__EXERCISE DIRECTIONS__. Top to bottom, output the entries that follow exactly.

__Collected data entries__.
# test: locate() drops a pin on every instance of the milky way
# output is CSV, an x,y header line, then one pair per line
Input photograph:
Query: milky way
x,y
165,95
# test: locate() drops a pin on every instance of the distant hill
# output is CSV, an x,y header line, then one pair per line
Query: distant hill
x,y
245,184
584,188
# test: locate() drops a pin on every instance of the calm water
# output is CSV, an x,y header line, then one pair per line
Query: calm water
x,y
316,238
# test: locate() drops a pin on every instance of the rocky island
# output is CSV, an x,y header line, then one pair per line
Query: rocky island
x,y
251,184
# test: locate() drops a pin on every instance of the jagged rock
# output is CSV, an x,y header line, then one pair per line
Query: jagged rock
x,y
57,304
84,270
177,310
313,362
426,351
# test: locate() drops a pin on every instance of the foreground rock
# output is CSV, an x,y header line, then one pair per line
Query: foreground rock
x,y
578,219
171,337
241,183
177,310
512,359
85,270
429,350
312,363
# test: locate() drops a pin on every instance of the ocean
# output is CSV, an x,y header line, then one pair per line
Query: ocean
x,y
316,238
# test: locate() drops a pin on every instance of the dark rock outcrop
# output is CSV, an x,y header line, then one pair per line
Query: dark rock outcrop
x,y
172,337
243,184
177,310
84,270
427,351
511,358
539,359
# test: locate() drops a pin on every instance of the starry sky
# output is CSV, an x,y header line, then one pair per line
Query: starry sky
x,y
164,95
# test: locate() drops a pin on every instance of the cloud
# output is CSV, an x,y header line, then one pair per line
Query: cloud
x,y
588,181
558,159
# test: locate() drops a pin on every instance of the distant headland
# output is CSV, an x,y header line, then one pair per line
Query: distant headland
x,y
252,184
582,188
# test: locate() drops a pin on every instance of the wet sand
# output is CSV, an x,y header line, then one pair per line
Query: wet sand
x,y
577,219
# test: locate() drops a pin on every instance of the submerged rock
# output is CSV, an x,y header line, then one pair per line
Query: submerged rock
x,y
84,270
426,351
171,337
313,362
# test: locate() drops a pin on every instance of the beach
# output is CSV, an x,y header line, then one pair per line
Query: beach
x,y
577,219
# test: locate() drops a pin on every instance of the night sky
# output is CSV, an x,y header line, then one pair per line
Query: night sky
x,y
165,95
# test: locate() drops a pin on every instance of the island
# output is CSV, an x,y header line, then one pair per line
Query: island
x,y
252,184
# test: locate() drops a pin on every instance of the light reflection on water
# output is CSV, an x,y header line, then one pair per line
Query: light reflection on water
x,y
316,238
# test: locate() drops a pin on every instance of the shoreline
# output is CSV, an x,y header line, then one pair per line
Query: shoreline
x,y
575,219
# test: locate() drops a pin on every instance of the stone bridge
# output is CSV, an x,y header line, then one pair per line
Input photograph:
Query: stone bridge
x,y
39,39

__OUTPUT OF THE EXERCISE__.
# test: locate() drops a pin on every instance of the milky way
# output is CSV, an x,y header line, then one pair per line
Input photograph:
Query: milky way
x,y
165,95
# test: locate() drops a pin on every instance of the distant hill
# output is CSV, an x,y header line, then one pair per line
Query: distant hill
x,y
245,184
584,188
# test: locate() drops a pin on every instance of the calm water
# output is CSV, an x,y header line, then one pair per line
Query: calm water
x,y
316,238
# test: locate() drops a pin on every instance of the rocky island
# output is CSV, an x,y header line, then one pair per line
Query: rocky island
x,y
251,184
# test: locate() drops a pin on every instance of the jagged rock
# output is CSV, an x,y header line, then one pair per line
Query: jagged rock
x,y
57,304
84,270
177,310
313,362
426,351
# test: locate() drops a pin on every instance of the foreground rock
# output is CSV, an x,y header line, then one pair per line
Query: foreground rock
x,y
578,219
171,337
241,183
177,310
512,359
85,270
429,350
312,363
# test: locate() drops a pin on every instance of the ocean
# output is CSV, an x,y header line, then one pair per line
Query: ocean
x,y
316,238
# test: locate() drops a pin on every instance of the dark rock outcrop
# output is CSV, an x,y header line, then one pair per line
Query: dark rock outcrop
x,y
172,337
243,184
177,310
84,270
427,351
511,358
539,359
# test: locate() drops a pin on every instance of the starry sky
# output is CSV, an x,y header line, then one pair per line
Query: starry sky
x,y
164,95
# test: locate() drops a pin on every instance of the cloud
# output is CSV, an x,y header line, then one pair per line
Query: cloud
x,y
588,181
558,159
# test: locate() drops a pin on every instance of the distant headland
# output is CSV, an x,y header line, then one pair per line
Query: distant headland
x,y
252,184
582,188
# test: locate() drops a pin on every instance of the wet sand
# output is CSV, an x,y header line, then one pair per line
Query: wet sand
x,y
577,219
# test: locate() drops a pin on every instance of the submerged rock
# output is CSV, an x,y header line, then one pair per line
Query: submerged rock
x,y
84,270
426,351
171,337
313,362
# test: locate() drops a pin on every instance of the beach
# output is CSV, an x,y header line, then one pair per line
Query: beach
x,y
577,219
# test: locate() drops a pin on every instance of the night sky
# output is CSV, an x,y header line, then one pair per line
Query: night sky
x,y
165,95
# test: locate() drops a pin on every instance of the island
# output is CSV, an x,y header line, then one pair per line
Query: island
x,y
252,184
# test: locate() drops a pin on every instance of the light reflection on water
# output is CSV, an x,y header line, then one pair per line
Query: light reflection on water
x,y
316,238
# test: locate() drops a pin on every instance of the shoreline
# output is CSV, an x,y header line, then one pair per line
Query: shoreline
x,y
575,219
# test: locate() drops a pin on every instance of the stone bridge
# output is CSV, an x,y header line, then one pair per line
Input photograph:
Query: stone bridge
x,y
39,39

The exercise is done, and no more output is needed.